**Work to complete**
Summarize the report on the attack on the women's prison in Taiz in two sentences.

Document segment section start

Yemen: six women and a girl killed by a raid on the women’s prison of Taiz
Six Yemeni detained women and a girl who was visiting her mother were killed by a raid on the women’s prison in the city of Taiz, in an attack attributed to the Houthi, according to the internationally recognized Yemeni government and foreign activists. The Yemeni government news agency, Saba, confirmed today that the Houthi rebels targeted the female section of the central Taiz prison with mortar rounds and light artillery. Doctors Without Borders (MSF) said in a tweet that the al-Thawra general hospital in which it operates received the bodies of six women and a girl who had been killed in an attack on central Taiz prison last night.

Document segment section end
Data section section start

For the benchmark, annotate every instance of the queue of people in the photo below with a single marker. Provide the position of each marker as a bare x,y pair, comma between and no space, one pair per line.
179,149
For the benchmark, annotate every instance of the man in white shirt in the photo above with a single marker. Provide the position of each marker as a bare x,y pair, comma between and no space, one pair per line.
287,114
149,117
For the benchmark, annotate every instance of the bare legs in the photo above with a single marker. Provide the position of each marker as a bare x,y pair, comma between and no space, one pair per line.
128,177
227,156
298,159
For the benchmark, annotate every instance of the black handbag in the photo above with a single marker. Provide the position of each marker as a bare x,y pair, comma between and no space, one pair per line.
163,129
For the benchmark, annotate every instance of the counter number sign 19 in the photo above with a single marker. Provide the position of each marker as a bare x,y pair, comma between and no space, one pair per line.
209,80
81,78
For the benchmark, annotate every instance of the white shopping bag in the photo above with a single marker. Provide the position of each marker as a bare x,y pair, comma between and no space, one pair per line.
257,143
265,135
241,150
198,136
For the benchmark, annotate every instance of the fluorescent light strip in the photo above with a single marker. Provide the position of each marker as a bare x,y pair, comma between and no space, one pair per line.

Data section section end

**Written response**
Six detained women and a girl who was visiting her mother were killed in an attack on the women's prison in Taiz, Yemen, which the internationally recognized Yemeni government and foreign activists attributed to the Houthi. According to the government news agency Saba, the Houthi rebels hit the prison's female section with mortar rounds and light artillery, and Doctors Without Borders said the al-Thawra general hospital where it operates received the bodies.